● **Exercise**: Where an entry holds an image, leave the image out; otherwise reproduce the entry exactly.

[Referring expression data]
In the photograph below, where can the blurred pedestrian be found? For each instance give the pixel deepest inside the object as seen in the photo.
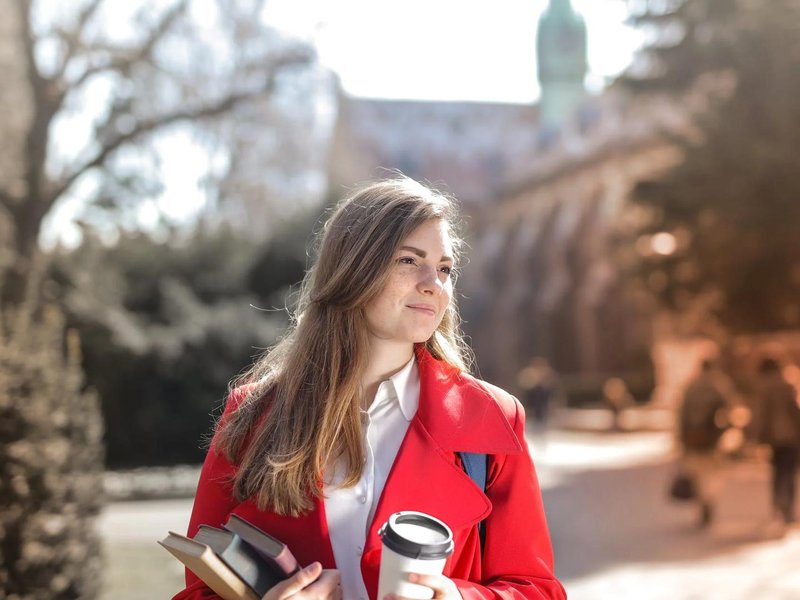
(539, 383)
(701, 423)
(778, 425)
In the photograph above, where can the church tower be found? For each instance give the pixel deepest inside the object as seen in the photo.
(562, 62)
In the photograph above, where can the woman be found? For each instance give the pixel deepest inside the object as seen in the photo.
(361, 411)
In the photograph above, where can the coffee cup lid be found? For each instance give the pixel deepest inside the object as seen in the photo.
(394, 538)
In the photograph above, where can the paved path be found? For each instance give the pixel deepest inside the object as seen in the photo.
(615, 535)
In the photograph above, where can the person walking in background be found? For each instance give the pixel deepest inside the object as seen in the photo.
(701, 423)
(539, 383)
(363, 410)
(778, 423)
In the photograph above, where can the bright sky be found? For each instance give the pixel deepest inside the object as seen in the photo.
(448, 49)
(479, 50)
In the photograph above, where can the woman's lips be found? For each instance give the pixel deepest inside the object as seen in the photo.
(424, 308)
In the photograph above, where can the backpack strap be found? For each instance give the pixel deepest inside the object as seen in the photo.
(475, 466)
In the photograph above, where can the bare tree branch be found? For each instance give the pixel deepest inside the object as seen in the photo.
(123, 60)
(73, 38)
(28, 42)
(7, 202)
(148, 126)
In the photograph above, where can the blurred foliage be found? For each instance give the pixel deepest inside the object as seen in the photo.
(166, 325)
(732, 206)
(50, 462)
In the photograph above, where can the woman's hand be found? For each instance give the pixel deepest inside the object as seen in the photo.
(443, 587)
(311, 583)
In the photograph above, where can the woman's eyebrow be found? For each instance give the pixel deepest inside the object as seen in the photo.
(422, 254)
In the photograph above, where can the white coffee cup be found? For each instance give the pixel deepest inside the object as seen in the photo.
(413, 542)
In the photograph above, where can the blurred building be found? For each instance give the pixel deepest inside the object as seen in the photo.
(543, 188)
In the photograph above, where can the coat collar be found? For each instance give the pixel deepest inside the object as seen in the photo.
(459, 413)
(456, 414)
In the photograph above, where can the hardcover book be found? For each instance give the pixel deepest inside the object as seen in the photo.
(270, 548)
(201, 560)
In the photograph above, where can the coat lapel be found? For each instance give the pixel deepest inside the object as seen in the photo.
(455, 414)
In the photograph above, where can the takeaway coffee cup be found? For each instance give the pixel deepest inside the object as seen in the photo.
(413, 542)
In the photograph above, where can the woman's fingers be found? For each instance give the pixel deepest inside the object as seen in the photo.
(327, 585)
(295, 583)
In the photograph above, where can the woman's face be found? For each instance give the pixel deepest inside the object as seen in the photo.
(411, 305)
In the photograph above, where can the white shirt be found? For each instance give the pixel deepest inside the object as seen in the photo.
(349, 511)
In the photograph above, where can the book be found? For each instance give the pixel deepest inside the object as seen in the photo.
(270, 548)
(259, 574)
(201, 560)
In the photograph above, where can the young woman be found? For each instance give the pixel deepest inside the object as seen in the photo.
(362, 410)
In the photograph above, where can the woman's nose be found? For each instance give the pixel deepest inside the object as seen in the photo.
(429, 281)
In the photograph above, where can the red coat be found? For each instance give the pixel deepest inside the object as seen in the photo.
(457, 413)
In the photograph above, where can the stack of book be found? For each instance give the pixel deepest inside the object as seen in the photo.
(238, 562)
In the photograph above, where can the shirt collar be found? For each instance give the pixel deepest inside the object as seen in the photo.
(402, 386)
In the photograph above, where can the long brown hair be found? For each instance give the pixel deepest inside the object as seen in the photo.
(302, 407)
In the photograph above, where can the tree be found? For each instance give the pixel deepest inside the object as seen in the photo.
(721, 227)
(160, 69)
(84, 97)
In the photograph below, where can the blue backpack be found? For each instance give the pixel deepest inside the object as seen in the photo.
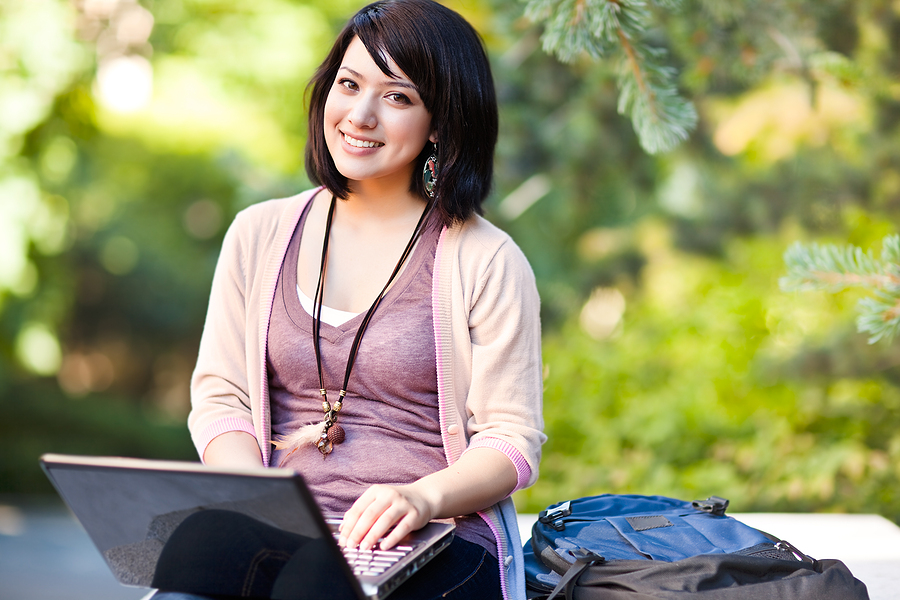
(629, 547)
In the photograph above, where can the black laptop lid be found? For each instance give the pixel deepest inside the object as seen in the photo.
(186, 527)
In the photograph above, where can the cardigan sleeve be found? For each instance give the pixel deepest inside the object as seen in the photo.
(220, 396)
(504, 399)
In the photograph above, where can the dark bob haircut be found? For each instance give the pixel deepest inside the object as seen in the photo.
(443, 56)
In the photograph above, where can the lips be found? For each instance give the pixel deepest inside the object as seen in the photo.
(357, 143)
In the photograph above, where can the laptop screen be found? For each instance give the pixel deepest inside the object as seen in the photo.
(185, 527)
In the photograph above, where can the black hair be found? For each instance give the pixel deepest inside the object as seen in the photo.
(440, 52)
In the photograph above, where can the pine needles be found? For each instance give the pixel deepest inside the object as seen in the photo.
(834, 268)
(602, 29)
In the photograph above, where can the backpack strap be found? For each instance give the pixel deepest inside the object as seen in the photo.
(584, 559)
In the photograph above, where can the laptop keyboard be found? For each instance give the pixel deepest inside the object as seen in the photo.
(375, 561)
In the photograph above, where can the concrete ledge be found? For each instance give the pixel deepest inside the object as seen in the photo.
(868, 544)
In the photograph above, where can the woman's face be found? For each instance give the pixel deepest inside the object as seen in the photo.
(375, 126)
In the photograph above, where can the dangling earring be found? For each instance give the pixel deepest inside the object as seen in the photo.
(430, 173)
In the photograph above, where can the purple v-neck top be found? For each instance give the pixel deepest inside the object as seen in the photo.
(390, 414)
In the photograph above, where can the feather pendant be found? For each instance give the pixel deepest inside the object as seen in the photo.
(308, 434)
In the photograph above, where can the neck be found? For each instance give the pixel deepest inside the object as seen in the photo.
(371, 203)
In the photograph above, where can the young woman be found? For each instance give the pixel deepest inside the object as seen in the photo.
(375, 334)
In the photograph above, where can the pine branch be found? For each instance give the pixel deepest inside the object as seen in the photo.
(661, 118)
(835, 268)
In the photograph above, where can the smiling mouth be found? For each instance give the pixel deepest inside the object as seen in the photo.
(361, 143)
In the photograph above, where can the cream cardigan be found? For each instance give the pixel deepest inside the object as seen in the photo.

● **Solution**:
In the photograph below, where can the blurred pedestrian be found? For each instance give the pixel deepest inside the object as seen in the photo.
(539, 383)
(701, 423)
(778, 425)
In the photograph above, where can the church tower be found? For each instance give the pixel deepest inside the object as seen in the photo.
(562, 62)
In the photograph above, where can the woman be found? For each instance give the pixel deepest inside the object as seen in the photo.
(361, 411)
In the photograph above, where can the coffee cup lid be found? For each instance give the pixel deepest inside the object as seen in the photo.
(394, 538)
In the photograph above, where can the paved path be found? For each instance give the pixel deepest inside the object as seen in the photo.
(615, 535)
In the photograph above, where can the person walking in background be found? For each instance give the pixel deepest inside the object as seen in the photo.
(701, 423)
(539, 383)
(363, 410)
(778, 423)
In the photograph above, where can the bright sky be found? For each instance give the pixel deepest inside the object as seen in the photo.
(448, 49)
(479, 50)
In the photograph above, where can the woman's lips be found? For each instance give the pixel deepest inside the object as seen in the photo.
(424, 308)
In the photograph above, where can the backpack strap be found? For each instance give the pixel deepest inside the object as seen in the photo.
(475, 466)
In the photograph above, where can the bare tree branch be found? For each instance give the pixel deepest inside the object as seen in the photo.
(123, 60)
(73, 38)
(28, 42)
(7, 202)
(148, 126)
In the photograph above, where can the blurred foliage be found? For each instance give the pixel deepest inside the object as seen in the photo.
(166, 325)
(732, 206)
(50, 462)
In the photograph above, where can the woman's hand be found? For each instance give the pixel deepest inside the object as seen in the photo.
(443, 587)
(311, 583)
In the photograph above, where can the woman's eyebrow be found? For each instance give the pixel deepest inside the object as seen in the photo.
(422, 254)
In the photograph above, where can the white coffee cup be found? For each instance give the pixel deepest inside the object as seen in the photo.
(413, 542)
In the photograph above, where can the blurred building be found? For each instance give the pixel deepest inside the object as seen in the photo.
(543, 188)
In the photograph above, where can the coat collar be found? For each instance give the pixel deepest inside the object as seen in the photo.
(459, 413)
(456, 414)
In the photograph above, where can the hardcover book be found? For each instance give the pixel deepest inside the object as seen in the photo.
(270, 548)
(201, 560)
In the photograph above, where can the coat lapel be found? For each instance give the pixel deepest inside the object as seen in the photo.
(455, 414)
In the photograph above, where can the takeaway coffee cup be found? For each instance give the pixel deepest inside the object as seen in the photo.
(413, 542)
In the photograph above, where can the woman's fingers be found? For each instance give the pixel deepest inside the object as seen in the photo.
(327, 585)
(295, 583)
In the photograph above, where can the woman's face be found? For each instance give the pixel deepest inside the object as seen in the photo.
(411, 305)
In the photograph above, where can the white shirt be found? For each instance give the pixel deepest inside the object as seen in the photo.
(349, 511)
In the photograph above, where can the book be found? For each instance give the pixel deepest inside the object as seen in the photo.
(270, 548)
(259, 574)
(201, 560)
In the photograph above, where can the young woman be found? For each instance give the pixel deepest inside the object as seen in the photo.
(362, 410)
In the photograph above, where can the woman's nose be found? For each instance give the pixel deepest inside the object as seen in the photo.
(429, 281)
In the photograph above, where can the red coat be found? For each instance give the pixel deepest inside the object as seen in the photo.
(457, 413)
In the photograph above, where can the stack of book be found? For each instance give the pixel deepest inside the object as seen in the photo.
(238, 562)
In the photograph above, where can the shirt collar be found? For each instance give the pixel deepest inside the object as seen in the photo.
(402, 386)
In the photograph above, where can the long brown hair be found? For each instance give the pixel deepest inside the object as seen in the photo.
(302, 407)
In the photograph above, where can the tree be found? For each instance give the pixel deepest inside the object as seen in the photo.
(721, 227)
(160, 69)
(84, 97)
In the photograph below, where can the blue backpack be found? For each instance give the pixel deepest inside the object as seen in the photo.
(629, 547)
In the photograph above, where can the black laptop lid be found? For each instance give the pixel deepest inside the object as seen in the photo.
(186, 527)
In the photograph above, where can the cardigan sleeve be found? For each instance give the pixel deepest inside the object as seen in the photo.
(220, 396)
(504, 399)
In the photograph above, where can the dark bob haircut be found? For each instance give the pixel deepest inside the object as seen in the photo.
(443, 56)
In the photograph above, where can the lips be found? For each instance give the pixel deepest inside the object as seen in the photo.
(357, 143)
In the photograph above, where can the laptop screen be found? For each instance give the pixel deepest inside the object as seen in the photo.
(185, 527)
In the photograph above, where can the black hair be found? For each instance give the pixel deepest inside the object as seen in the photo.
(440, 52)
In the photograph above, where can the pine needles be found? For each instance give the pixel deepest inside the object as seen in the photo.
(834, 268)
(602, 29)
In the photograph above, where can the backpack strap be found? For each instance give the pixel deepest inside the object as seen in the photo.
(584, 559)
In the photograph above, where can the laptop keyboard be found? For each instance give the pixel deepest inside the object as seen in the photo.
(375, 561)
In the photograph above, where can the concrete ledge be found? For each instance give the pixel deepest inside the object as seen in the photo.
(868, 544)
In the photograph above, where can the woman's face be found? For each instance give the pixel deepest inside the object as seen in the photo.
(375, 126)
In the photograph above, where can the dangling earring be found? For each instance give the pixel deepest inside the object as seen in the photo.
(430, 173)
In the photograph above, where can the purple v-neck top be found? For each instance give the pixel deepest inside the object as seen in the photo.
(390, 414)
In the photograph above, where can the feather pendant be found? For each instance give the pixel deepest inside the object as seen in the photo.
(308, 434)
In the photograph above, where can the neck be found? For each instance give the pixel deepest inside the object as seen in the photo.
(371, 203)
In the photograph above, where can the young woman be found? For each instance give the pixel deepest inside the object as seen in the photo.
(375, 334)
In the photograph above, where can the pine branch be found? For each instance give the pixel deepest inside the object as seen in the photo.
(661, 118)
(835, 268)
In the photograph above, where can the smiling mouth be found? For each instance give the pixel deepest inside the object as seen in the photo.
(361, 143)
In the photograph above, where can the cream cardigan be found? For each instance give the pixel deepest inside the object as seen in the photo.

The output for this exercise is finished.